Stored records:
· · · · · · ·
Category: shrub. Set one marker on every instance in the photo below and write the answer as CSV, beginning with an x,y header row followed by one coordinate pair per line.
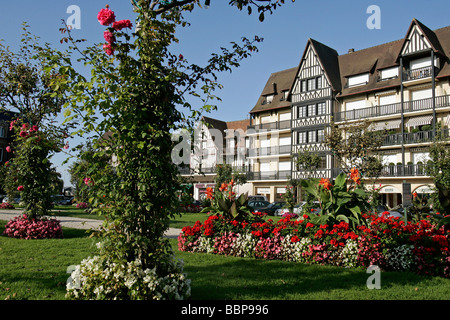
x,y
82,205
385,241
38,228
103,279
6,205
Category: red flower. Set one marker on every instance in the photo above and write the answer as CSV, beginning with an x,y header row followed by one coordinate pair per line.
x,y
106,17
108,49
355,176
325,183
209,193
119,25
109,37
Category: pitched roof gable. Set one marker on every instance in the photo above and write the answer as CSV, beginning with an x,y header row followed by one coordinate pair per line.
x,y
276,85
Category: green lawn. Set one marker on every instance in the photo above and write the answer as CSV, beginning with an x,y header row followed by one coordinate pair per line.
x,y
36,270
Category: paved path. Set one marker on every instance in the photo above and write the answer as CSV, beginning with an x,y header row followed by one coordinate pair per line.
x,y
76,223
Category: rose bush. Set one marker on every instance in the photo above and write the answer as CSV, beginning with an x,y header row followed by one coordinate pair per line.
x,y
385,241
38,228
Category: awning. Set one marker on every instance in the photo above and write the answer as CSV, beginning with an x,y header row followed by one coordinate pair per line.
x,y
419,121
393,124
389,189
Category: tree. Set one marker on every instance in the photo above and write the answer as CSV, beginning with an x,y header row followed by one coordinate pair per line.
x,y
25,89
136,87
439,169
356,146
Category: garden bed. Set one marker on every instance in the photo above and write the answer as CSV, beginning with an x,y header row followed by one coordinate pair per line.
x,y
385,241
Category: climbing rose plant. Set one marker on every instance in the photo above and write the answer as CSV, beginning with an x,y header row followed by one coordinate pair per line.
x,y
137,87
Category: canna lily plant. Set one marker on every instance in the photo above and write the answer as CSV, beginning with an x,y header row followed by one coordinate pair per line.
x,y
338,202
225,202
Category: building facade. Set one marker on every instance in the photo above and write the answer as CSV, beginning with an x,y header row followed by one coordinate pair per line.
· · · · · · ·
Given task:
Reproduce everything in the material from the line containing "Category: garden bed." down to the end of the material, requests included, adding 102 to every coordinate value in the answers.

The answer:
Category: garden bed. Set one marker on every instance in the photo above and write the answer as CSV, beginning with an x,y header row followed by one coordinate pair per line.
x,y
487,343
Category: climbing rose plant. Set one marker on every instance in the photo above and write the answer as CSV, beginning with an x,y header row followed by one coordinate pair per line.
x,y
239,189
Category: canna lily plant. Set one marker on every instance in the photo above and write the answer as CSV, beginning with an x,y header row followed by one coordinate pair per line.
x,y
440,304
327,304
Category: building facade. Set one marker on every instance in the photo above and write the answer as CSV, beginning with an x,y header row followed by one coordinate pair per line.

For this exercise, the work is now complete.